Collection entries:
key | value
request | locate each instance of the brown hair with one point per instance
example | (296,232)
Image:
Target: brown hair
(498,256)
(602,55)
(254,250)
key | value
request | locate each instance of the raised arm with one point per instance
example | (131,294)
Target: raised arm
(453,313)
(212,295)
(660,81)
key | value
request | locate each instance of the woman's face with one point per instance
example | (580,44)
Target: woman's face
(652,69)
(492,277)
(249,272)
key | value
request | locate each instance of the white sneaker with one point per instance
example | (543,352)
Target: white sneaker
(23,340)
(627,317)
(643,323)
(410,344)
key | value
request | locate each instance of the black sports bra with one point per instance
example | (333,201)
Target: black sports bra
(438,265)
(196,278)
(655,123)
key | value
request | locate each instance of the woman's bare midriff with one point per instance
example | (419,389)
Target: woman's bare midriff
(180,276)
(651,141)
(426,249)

### What you are asked to do
Locate every line in the material that contains the string "with", and copy each of those lines. Treat uppercase and lowercase letters as different.

### Answer for this exercise
request | locate each instance of the brown hair with one point per instance
request | locate each instance of the raised arm with one point per instance
request | locate each instance of the woman's face with one point per instance
request | locate each instance of the white sneaker with one point per instance
request | locate each instance of the black sports bra with one point per instance
request | locate each instance of the woman's bare midriff with one point per instance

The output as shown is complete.